## Input data
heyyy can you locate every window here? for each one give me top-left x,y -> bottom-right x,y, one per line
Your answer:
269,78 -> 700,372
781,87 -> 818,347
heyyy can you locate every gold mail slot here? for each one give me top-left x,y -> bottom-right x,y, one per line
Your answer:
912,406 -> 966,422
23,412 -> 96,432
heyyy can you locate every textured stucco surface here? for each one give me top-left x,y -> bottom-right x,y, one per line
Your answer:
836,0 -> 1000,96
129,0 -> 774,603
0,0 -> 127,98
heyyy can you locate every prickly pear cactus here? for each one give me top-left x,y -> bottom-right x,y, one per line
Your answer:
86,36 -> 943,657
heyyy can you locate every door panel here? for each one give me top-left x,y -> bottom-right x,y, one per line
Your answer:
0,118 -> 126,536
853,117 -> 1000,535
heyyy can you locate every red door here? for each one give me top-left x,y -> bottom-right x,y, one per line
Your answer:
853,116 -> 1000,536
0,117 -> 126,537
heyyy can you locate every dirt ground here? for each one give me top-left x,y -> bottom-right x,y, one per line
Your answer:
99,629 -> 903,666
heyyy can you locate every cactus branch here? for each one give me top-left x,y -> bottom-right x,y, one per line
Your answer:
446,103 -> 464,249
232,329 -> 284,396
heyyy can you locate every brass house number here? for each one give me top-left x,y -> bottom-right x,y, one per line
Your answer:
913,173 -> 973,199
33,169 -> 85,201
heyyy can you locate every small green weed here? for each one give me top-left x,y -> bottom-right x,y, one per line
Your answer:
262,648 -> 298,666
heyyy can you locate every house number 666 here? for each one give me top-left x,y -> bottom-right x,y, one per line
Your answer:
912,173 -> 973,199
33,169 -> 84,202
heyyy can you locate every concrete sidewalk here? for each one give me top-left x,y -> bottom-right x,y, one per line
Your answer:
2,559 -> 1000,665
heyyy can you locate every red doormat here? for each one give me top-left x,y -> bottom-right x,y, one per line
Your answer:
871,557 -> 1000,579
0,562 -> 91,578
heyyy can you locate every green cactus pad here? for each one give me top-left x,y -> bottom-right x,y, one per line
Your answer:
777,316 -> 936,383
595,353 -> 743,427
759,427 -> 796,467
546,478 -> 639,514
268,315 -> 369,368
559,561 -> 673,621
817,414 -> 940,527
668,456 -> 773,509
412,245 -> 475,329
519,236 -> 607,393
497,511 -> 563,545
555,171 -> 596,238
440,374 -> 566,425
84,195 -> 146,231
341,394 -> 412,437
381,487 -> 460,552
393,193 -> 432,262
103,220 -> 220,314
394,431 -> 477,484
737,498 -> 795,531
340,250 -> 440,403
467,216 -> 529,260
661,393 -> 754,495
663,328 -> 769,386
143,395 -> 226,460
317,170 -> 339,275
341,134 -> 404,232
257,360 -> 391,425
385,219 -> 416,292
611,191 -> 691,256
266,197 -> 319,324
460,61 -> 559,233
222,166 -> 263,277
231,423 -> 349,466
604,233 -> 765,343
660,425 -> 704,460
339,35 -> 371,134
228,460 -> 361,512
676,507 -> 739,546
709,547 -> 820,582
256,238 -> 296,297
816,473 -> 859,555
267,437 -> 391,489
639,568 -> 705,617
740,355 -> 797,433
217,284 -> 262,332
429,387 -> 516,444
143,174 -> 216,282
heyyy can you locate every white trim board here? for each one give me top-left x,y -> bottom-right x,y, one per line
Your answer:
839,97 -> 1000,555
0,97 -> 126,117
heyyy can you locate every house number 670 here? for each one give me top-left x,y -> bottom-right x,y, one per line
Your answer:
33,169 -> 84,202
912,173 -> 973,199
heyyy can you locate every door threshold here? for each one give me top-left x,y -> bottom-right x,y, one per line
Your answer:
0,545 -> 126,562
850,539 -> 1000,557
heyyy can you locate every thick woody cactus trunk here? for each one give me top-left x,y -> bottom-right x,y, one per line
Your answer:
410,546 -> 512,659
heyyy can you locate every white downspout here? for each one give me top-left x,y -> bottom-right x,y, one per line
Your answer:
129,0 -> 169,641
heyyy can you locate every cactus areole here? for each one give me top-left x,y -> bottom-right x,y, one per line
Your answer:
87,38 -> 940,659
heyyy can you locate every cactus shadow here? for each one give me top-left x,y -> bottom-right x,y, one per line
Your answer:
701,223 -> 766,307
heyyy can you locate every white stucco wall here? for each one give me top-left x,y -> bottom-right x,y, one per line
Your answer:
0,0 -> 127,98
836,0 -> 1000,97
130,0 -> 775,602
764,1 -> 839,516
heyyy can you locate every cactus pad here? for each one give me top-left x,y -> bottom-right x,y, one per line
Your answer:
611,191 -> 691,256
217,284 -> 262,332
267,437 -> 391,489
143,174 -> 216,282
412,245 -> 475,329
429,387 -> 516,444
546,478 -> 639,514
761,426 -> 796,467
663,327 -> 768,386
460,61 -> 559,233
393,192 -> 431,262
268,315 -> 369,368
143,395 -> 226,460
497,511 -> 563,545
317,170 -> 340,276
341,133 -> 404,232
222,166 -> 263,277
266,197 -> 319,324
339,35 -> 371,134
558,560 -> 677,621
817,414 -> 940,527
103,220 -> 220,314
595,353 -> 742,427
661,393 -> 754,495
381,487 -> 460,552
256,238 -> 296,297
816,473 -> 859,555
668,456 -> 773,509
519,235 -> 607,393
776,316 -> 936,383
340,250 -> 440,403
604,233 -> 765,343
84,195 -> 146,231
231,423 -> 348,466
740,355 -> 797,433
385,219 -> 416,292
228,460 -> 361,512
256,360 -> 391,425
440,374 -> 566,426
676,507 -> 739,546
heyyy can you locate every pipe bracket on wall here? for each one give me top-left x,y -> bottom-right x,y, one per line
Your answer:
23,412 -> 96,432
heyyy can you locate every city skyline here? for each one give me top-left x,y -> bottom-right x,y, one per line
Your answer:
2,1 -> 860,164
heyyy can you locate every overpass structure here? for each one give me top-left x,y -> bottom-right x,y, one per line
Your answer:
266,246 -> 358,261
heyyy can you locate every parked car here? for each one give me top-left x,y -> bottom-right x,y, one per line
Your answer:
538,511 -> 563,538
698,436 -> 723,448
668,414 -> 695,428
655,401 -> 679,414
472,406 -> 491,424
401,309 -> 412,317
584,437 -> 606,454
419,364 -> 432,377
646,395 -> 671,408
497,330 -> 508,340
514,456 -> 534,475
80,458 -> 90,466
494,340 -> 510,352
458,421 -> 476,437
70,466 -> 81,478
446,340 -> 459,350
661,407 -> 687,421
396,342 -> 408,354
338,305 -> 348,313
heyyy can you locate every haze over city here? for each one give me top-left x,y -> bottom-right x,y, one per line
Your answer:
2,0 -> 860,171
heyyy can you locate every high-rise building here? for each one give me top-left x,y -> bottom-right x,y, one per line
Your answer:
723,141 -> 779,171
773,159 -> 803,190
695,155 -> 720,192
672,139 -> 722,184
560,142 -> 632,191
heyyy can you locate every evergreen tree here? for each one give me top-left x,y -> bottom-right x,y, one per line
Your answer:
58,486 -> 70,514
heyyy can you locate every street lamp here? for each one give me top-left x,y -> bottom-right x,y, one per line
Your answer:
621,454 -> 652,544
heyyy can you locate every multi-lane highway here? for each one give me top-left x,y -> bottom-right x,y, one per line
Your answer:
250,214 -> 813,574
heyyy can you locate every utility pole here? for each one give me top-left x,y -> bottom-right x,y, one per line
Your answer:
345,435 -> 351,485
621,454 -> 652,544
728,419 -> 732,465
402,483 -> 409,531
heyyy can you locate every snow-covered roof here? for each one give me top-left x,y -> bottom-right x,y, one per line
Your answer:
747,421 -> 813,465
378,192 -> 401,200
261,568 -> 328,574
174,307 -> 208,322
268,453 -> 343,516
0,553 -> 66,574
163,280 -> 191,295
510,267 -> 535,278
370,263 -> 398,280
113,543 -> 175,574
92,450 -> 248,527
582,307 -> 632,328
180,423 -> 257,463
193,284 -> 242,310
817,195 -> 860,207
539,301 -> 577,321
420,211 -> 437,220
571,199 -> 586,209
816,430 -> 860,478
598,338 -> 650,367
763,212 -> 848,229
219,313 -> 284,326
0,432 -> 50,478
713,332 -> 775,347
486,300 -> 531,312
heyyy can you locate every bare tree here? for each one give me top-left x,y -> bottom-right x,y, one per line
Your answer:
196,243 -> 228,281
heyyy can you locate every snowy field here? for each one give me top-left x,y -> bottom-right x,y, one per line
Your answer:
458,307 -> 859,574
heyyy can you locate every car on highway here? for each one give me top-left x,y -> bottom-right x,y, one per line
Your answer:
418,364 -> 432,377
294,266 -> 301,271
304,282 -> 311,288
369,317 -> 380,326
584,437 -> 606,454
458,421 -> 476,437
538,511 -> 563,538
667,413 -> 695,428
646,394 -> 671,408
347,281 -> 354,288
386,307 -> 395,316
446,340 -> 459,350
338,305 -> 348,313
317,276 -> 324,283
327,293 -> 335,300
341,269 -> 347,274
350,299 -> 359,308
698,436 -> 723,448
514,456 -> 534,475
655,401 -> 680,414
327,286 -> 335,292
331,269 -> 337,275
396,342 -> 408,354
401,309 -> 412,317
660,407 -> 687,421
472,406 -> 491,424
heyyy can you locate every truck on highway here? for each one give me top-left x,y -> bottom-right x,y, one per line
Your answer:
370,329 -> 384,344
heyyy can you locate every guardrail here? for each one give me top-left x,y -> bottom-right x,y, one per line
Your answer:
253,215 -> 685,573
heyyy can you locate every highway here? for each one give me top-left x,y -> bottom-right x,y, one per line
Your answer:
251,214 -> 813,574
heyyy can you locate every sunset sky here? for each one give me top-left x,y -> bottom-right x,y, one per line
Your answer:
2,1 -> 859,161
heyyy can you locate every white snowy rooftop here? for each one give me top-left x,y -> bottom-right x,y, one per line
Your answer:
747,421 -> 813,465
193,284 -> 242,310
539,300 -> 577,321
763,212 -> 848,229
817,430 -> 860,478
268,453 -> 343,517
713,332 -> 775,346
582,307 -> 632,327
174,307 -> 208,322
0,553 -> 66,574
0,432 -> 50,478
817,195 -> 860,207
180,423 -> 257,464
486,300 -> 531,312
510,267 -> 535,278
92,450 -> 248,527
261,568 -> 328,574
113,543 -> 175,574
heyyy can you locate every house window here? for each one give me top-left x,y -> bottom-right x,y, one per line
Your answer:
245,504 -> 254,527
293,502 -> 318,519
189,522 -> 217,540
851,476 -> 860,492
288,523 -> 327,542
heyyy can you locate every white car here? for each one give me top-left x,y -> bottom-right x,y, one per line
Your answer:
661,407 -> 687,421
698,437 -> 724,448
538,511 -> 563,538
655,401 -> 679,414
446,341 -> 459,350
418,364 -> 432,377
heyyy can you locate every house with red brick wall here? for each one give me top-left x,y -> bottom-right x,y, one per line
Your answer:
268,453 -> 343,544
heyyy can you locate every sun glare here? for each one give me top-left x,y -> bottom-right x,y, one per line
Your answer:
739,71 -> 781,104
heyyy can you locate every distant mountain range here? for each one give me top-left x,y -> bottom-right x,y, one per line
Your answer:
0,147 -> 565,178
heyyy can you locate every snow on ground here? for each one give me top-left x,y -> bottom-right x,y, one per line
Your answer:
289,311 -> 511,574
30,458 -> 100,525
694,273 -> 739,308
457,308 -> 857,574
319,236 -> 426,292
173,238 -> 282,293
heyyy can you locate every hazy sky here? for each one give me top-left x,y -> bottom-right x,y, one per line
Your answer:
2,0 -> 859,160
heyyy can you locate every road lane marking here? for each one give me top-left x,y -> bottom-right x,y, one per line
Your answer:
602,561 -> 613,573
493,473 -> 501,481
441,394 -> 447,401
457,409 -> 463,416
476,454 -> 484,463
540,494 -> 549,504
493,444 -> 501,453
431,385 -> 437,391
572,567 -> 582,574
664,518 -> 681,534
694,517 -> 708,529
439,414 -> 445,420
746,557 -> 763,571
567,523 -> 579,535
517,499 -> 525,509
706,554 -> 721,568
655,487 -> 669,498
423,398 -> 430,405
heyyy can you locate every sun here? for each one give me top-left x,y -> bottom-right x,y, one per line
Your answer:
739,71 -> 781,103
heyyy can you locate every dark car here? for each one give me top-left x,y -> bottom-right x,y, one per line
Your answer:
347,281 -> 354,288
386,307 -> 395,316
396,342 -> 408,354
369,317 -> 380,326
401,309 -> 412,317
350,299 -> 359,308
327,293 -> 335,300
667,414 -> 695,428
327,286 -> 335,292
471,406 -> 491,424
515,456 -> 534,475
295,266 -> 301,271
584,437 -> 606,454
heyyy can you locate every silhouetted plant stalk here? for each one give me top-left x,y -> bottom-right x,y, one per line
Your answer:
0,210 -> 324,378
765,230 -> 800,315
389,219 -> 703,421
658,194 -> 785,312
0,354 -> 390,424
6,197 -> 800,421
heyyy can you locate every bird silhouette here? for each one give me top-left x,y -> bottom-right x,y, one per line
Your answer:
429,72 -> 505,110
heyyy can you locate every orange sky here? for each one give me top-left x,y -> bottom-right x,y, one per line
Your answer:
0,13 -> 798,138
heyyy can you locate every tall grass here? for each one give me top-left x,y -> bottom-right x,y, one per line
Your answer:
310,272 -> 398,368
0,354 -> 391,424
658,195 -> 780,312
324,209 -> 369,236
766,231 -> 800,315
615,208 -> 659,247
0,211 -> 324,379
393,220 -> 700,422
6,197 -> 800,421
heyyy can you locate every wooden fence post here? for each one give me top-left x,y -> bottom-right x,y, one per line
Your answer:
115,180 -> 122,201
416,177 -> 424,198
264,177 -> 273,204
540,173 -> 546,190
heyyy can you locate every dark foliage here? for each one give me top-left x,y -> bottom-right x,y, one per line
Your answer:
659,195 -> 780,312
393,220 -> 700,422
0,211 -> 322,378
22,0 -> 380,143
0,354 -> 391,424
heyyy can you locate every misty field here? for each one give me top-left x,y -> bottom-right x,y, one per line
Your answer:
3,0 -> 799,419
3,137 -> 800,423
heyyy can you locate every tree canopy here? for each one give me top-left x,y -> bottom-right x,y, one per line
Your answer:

## Your objective
Copy nothing beyond the line containing "heyyy can you locate every red door here?". Transcribe exactly from the first line of the entries down to that line, inclusive.

## Reply
heyyy can you locate every window here? for each one give me top-left x,y -> bottom-right x,y, one per line
Your answer:
269,78 -> 700,372
781,87 -> 818,347
heyyy can you locate every gold mail slot here? for each one give me top-left x,y -> bottom-right x,y, one per line
Your answer:
912,406 -> 966,422
23,412 -> 96,432
heyyy can you locate every textured stucco surface here? for each one give me top-left x,y -> bottom-right x,y, one per line
Your answer:
836,0 -> 1000,96
129,0 -> 774,603
0,0 -> 127,98
heyyy can you locate every prickly pear cactus here? for each one give me top-left x,y -> bottom-right x,y, one per line
Your answer:
86,36 -> 943,657
heyyy can you locate every door panel here? for each one give me top-left x,y -> bottom-right x,y, one per line
Your answer:
0,118 -> 126,536
853,117 -> 1000,535
heyyy can you locate every red door here? for each one give me top-left x,y -> bottom-right x,y, one per line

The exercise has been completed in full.